Instruções do exercício: Atualize o texto sobre a prostituição de "Longe de ser" a "mercadorias e dinheiro.", trocando "propriedade privada" por "propriedade particular", e apresente o trecho resultante.

Trecho do texto:
-- -- --
«A prostituição destrói a igualdade, solidariedade e camaradagem entre as duas metades da classe trabalhadora. Um homem que compra os favores de uma mulher não a vê como uma camarada ou como pessoa com direitos iguais. (...) O desprezo que tem pela prostituta, cujos favores comprou, afecta a sua atitude para com todas as mulheres. O desenvolvimento da prostituição, ao invés de permitir o crescimento de sentimentos de camaradagem e solidariedade, fortalece a desigualdade das relações entre os sexos.» - Alexandra Kollontai

As bases materiais

Longe de ser a “mais velha profissão do mundo”, a prostituição surge com a propriedade privada, com a divisão da sociedade em classes sociais e com um desenvolvimento suficiente da circulação de mercadorias e dinheiro.
-- -- --
Linhas de dados:

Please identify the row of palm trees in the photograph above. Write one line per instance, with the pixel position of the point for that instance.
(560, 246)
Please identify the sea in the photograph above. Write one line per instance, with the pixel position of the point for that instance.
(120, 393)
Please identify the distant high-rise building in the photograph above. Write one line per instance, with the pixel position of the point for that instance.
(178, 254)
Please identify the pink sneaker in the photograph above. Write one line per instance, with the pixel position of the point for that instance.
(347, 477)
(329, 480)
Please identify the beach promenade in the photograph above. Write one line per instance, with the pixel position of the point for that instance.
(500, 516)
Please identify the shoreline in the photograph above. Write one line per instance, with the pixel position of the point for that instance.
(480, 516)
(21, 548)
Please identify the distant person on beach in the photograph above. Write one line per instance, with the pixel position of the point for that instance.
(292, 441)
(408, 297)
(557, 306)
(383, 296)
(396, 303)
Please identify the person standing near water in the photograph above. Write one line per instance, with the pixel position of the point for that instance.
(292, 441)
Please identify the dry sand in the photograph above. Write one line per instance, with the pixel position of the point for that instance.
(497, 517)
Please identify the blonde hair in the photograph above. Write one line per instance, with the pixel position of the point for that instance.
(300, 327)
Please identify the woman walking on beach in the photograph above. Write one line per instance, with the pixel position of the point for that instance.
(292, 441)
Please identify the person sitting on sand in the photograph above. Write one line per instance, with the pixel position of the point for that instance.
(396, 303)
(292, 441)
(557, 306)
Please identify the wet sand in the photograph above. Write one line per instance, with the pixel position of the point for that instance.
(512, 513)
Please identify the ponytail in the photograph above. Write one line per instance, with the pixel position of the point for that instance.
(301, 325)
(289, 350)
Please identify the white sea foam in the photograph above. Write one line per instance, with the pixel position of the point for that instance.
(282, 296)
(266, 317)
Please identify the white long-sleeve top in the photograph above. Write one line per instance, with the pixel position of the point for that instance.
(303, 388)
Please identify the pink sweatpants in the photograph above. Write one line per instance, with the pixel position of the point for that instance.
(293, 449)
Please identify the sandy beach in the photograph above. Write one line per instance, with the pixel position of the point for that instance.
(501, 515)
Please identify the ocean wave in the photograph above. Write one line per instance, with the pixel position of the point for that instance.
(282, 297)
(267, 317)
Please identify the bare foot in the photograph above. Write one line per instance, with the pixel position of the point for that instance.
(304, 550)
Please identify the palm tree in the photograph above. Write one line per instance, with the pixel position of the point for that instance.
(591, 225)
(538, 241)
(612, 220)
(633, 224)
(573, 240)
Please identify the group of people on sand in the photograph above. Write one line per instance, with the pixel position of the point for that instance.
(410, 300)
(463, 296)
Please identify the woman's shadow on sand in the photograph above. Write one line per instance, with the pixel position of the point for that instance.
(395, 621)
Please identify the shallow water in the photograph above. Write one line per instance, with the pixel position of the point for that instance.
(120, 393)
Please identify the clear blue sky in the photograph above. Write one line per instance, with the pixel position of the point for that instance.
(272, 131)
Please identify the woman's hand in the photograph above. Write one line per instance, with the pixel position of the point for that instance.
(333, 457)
-- -- --
Resultado a seguir:
Longe de ser a “mais velha profissão do mundo”, a prostituição surge com a propriedade particular, com a divisão da sociedade em classes sociais e com um desenvolvimento suficiente da circulação de mercadorias e dinheiro.